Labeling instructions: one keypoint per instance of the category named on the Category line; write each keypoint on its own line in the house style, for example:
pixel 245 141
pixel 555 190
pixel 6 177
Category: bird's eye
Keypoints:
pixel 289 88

WHAT YOU ARE ASKED TO DO:
Give every line of the records above as a JSON list of strings, one string per line, with blank lines left out.

ANSWER:
[
  "Labeling instructions: one keypoint per instance of the category named on the Category line; write each keypoint on its own line in the house style, for example:",
  "pixel 245 141",
  "pixel 555 190",
  "pixel 6 177",
  "Category: bird's eye",
  "Keypoints:",
  "pixel 289 88"
]